### EXERCISE
Starting with the first line and going on through the line that contains "query: the noun phrase to segment: grassy", recast the lines as a Markdown table with the columns Row and Line text. Number each row and leave out blank lines.

### EXERCISE MATERIAL
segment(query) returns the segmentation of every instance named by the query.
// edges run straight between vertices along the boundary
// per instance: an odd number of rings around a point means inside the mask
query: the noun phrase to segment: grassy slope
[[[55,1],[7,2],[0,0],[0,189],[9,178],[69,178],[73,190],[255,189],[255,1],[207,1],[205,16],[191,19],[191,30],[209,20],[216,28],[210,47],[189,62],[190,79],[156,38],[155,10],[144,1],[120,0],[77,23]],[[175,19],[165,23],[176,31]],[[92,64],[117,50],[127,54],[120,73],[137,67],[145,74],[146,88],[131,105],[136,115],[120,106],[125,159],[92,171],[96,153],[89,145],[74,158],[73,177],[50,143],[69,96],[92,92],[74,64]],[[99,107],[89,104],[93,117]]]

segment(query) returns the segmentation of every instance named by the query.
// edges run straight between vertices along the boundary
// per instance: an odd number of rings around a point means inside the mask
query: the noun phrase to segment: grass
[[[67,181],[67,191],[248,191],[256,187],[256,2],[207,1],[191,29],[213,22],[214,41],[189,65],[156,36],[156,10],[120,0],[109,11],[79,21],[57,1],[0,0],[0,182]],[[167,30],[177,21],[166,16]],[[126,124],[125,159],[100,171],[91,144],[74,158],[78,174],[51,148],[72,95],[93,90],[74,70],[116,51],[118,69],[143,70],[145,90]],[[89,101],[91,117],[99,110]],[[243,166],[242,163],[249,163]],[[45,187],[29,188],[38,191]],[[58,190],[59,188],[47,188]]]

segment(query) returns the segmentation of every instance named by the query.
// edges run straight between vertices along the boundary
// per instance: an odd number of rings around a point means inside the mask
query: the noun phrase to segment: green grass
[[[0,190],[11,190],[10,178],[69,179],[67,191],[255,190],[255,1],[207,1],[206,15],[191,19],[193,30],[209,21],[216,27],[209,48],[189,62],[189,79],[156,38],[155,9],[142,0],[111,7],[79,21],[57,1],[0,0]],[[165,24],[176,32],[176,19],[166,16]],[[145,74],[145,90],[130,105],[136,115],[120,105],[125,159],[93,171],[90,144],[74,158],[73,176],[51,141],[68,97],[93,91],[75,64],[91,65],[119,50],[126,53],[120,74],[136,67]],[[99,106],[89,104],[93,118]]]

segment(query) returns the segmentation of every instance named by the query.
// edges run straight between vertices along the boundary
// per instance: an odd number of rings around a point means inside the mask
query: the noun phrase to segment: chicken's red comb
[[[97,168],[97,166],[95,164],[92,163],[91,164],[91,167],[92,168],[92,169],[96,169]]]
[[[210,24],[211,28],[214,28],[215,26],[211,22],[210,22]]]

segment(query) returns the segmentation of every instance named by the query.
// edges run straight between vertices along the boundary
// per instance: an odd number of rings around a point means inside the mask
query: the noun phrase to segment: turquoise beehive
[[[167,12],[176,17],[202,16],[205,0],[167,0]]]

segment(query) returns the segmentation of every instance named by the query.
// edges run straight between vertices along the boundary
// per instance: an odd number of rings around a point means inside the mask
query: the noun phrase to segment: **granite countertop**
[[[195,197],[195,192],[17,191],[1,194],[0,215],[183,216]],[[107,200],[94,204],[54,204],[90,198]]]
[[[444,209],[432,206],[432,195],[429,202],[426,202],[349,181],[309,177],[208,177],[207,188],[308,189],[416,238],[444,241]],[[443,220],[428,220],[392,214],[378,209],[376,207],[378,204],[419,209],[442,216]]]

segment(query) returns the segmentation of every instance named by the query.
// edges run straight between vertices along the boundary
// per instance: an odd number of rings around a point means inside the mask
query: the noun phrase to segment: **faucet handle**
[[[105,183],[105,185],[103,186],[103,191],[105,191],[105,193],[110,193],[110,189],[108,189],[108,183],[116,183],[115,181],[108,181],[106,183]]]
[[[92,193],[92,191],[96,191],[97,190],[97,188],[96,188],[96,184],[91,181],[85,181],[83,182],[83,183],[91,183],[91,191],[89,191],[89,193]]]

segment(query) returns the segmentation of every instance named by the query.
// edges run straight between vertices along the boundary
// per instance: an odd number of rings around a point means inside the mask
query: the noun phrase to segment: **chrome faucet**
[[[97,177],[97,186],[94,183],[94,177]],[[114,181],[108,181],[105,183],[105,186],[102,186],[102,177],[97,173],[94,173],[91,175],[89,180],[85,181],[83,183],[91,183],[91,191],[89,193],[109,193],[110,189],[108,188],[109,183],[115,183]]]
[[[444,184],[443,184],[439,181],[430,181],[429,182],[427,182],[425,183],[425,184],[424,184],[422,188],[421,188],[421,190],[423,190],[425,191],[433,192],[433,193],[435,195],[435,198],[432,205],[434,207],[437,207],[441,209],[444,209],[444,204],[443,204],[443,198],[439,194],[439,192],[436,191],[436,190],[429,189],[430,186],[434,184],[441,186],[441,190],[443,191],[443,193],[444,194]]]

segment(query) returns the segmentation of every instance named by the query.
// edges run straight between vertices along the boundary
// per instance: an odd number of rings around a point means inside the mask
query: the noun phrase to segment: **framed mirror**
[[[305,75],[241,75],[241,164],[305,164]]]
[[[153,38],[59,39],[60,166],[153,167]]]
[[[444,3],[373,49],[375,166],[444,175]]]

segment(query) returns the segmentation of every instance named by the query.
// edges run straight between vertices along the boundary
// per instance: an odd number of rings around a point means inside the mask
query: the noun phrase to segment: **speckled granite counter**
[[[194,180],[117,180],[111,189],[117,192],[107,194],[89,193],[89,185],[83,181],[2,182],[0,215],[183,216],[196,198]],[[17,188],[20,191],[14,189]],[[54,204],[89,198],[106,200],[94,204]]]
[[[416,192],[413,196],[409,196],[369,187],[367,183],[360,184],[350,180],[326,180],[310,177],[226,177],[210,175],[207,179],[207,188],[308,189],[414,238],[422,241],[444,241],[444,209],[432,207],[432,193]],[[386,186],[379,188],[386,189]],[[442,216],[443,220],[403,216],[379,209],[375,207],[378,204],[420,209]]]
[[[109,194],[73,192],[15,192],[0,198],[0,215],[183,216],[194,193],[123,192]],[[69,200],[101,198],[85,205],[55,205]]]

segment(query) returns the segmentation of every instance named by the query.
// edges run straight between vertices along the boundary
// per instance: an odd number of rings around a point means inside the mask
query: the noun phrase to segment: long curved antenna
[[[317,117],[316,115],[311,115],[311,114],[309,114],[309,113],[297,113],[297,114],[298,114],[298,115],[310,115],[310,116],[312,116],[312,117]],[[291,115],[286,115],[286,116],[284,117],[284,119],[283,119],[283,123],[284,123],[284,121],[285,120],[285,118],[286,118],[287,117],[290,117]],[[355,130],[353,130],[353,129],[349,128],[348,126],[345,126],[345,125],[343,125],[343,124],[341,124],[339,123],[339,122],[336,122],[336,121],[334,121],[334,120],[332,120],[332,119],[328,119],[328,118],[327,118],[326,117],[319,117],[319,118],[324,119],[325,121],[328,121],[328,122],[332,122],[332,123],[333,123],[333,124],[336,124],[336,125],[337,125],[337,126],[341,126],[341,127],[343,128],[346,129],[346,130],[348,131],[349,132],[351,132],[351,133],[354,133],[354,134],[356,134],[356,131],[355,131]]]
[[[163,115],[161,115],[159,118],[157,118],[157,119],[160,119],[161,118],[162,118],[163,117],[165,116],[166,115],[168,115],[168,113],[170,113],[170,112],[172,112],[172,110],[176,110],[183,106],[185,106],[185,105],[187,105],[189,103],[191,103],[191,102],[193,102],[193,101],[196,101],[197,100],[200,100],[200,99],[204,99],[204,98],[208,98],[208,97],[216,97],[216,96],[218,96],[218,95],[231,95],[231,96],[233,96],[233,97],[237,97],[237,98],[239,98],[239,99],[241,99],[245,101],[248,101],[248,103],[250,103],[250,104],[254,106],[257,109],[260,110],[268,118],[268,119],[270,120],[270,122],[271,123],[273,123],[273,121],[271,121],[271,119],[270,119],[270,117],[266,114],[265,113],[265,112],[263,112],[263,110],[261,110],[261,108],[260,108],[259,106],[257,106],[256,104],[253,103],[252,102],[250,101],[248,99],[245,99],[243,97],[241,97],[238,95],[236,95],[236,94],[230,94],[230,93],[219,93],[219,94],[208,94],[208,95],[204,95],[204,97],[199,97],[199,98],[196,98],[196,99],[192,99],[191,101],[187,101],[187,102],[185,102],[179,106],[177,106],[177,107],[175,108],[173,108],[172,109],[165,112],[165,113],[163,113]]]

### SOLUTION TO THIS EXERCISE
| Row | Line text |
|---|---|
| 1 | segment(query) returns the segmentation of every instance named by the query. |
| 2 | // edges run straight between vertices along the boundary |
| 3 | // per instance: an odd number of rings around a point means inside the mask |
| 4 | query: the noun phrase to segment: grassy slope |